What is needed.
Please repeat the whole listing exactly, but leave the pictures out.

Given data.

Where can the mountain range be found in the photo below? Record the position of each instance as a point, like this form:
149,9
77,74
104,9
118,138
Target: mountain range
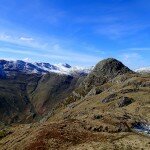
43,107
7,68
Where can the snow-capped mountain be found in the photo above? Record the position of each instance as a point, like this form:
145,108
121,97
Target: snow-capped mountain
143,70
7,67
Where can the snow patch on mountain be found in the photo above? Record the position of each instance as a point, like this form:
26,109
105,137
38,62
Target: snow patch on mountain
40,68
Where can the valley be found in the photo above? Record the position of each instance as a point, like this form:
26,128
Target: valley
104,109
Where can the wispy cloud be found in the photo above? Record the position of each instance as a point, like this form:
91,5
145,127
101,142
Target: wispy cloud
28,39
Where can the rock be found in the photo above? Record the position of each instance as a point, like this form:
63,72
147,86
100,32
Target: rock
97,116
109,98
125,101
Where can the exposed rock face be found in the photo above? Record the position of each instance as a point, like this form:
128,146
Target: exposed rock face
103,72
110,68
125,101
109,98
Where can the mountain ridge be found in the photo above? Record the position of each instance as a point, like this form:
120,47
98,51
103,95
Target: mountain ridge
7,67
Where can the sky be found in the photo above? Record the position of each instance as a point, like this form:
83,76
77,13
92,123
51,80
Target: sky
78,32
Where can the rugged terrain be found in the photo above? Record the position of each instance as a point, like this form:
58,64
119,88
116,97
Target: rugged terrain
100,111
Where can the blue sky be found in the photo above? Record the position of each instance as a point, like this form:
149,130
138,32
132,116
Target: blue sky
78,32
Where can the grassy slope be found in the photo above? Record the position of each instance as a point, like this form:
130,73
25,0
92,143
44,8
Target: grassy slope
77,126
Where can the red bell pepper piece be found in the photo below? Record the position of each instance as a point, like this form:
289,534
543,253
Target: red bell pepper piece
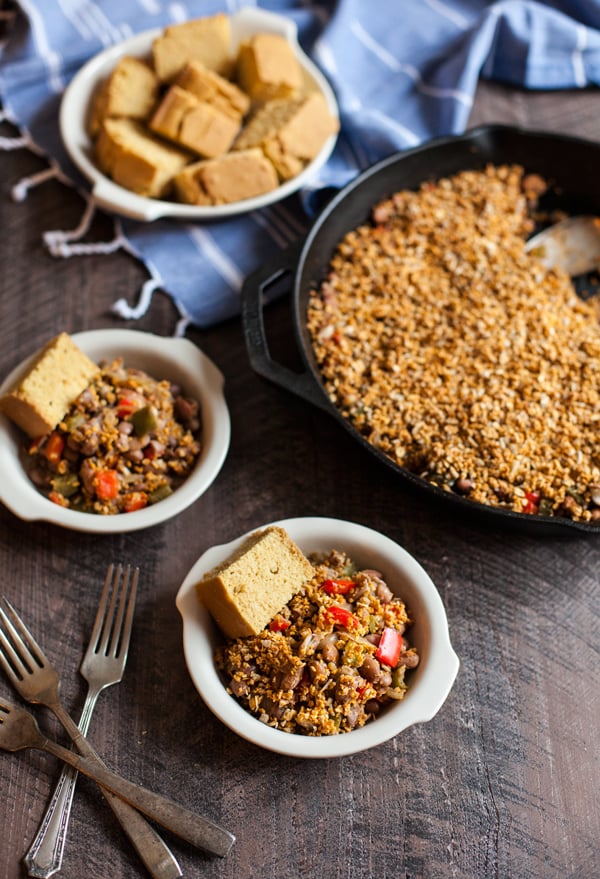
53,447
532,501
59,499
135,500
337,587
389,647
279,624
125,406
106,483
342,617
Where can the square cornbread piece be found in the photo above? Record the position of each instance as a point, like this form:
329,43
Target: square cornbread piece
207,40
136,159
194,124
290,133
267,68
130,90
227,179
213,89
40,400
245,592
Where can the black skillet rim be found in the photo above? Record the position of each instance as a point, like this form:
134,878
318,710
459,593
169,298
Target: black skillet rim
477,139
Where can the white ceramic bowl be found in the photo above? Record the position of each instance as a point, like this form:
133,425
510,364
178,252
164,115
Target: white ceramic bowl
429,684
178,360
75,108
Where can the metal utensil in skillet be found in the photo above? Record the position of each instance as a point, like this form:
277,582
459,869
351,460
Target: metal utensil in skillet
572,244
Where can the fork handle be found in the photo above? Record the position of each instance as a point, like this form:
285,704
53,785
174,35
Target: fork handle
194,828
44,857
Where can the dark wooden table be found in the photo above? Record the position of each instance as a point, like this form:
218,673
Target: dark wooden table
502,783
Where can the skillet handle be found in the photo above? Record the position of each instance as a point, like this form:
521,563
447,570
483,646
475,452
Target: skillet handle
254,298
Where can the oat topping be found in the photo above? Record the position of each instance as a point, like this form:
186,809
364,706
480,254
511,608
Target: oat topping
458,354
331,660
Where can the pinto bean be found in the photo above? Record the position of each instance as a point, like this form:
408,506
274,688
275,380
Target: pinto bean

Answer.
Where can the mountain range be found in the photo below? Record the position of each instance as a point, like this form:
149,9
77,74
104,9
118,138
Target: mountain range
43,107
7,68
Where can the snow-capped mountain be found in the photo above? Record the position of each instance as a point, like this form:
145,108
121,97
Target: snow-capped mountain
143,70
7,67
Where can the snow patch on mountain be found in the photo above? Record the position of each instance as a point, like this form:
26,109
105,137
38,62
Target: snow patch on mountain
40,68
Where can the valley be found in the photo above? Record the position of each instance as a point, like this form:
26,128
Target: valley
104,109
Where can the wispy cloud be found in the photo above? Record the position of each instance as a point, like this form:
91,5
145,127
101,142
Target: wispy cloud
28,39
Where can the rock be found in the photo above? Record the position of each instance as a point, like this form:
63,72
147,86
100,32
Target: rock
97,116
109,98
125,101
Where can the exposed rock face be found in the photo above? Record the position of each instance as a point, like this form:
128,146
Target: exposed rock face
103,72
110,68
125,101
109,98
Where can the mountain ridge be found in the photo above? Record the position of each instance as a point, like this form:
120,47
98,51
103,95
Target: mountain ridge
7,67
Where can the sky be found in the photo above? Record the position of each instance as a point, like this form:
83,76
77,13
92,123
51,80
Target: sky
78,32
Where can the rugged terrain be found in the photo above? Record the position of each instance as a point, like this form:
58,64
119,88
116,97
Target: rugged terrain
100,111
Where can the blue sky be found in the photo above? Record the position of each instance as a point, like this form:
149,130
138,32
132,116
Target: blue sky
78,32
Where can the grassy slope be found in the photo above? Record the position of each instance as a point, like this form:
130,73
25,0
92,143
44,8
Target: grassy slope
77,126
Where can the red bell pepper piece be found in the photo below? Record the position of each instance as a point, like this form:
289,534
543,253
Target: red bell pepper piece
53,447
532,501
59,499
135,500
337,587
389,647
279,624
125,406
106,483
342,617
Where can the square cornbread piece be found in the photo above? Record the position of each instance as a point, like this form:
329,43
Target: square cornbread piece
207,40
136,159
194,124
290,133
267,68
130,90
227,179
213,89
40,400
245,592
Where can the black skillet rim be found in the photo above? Record the position of each instance as a point, like this form:
134,878
318,710
459,593
169,298
Target: black skillet rim
477,139
Where can the white ceramic bowl be found in the photo above? Record the position of each instance as a point, like this form:
133,425
510,364
178,252
164,115
Target: white ceramic bowl
429,684
178,360
75,108
Where can the metal utensil in skillet be found in the photo above? Record the position of each instance as a point, like this form:
277,582
459,869
351,460
Target: metal utensil in skillet
572,244
Where can the fork handle be found in the photo above? Record the position of each instance as a point, like this form:
285,704
53,785
174,35
Target: fork handle
194,828
44,857
Where can the dark wooden table be found in the photo above? Record the position of each instance as a point, like this form:
218,673
Target: dark wooden table
502,783
Where can the skillet handle be found in the photo above? Record the position of each instance as a point, like this form:
521,563
447,570
483,646
475,452
Target: skillet handle
254,298
Where can the oat topping be found in the photo above? Record the position of each instance as a point, like this form:
186,809
364,706
480,254
511,608
Target: oat topping
458,354
331,660
Where can the pinto bean be found in the photo above? Record the position of each instance as a point, like this form:
408,506
274,688
275,380
Target: pinto bean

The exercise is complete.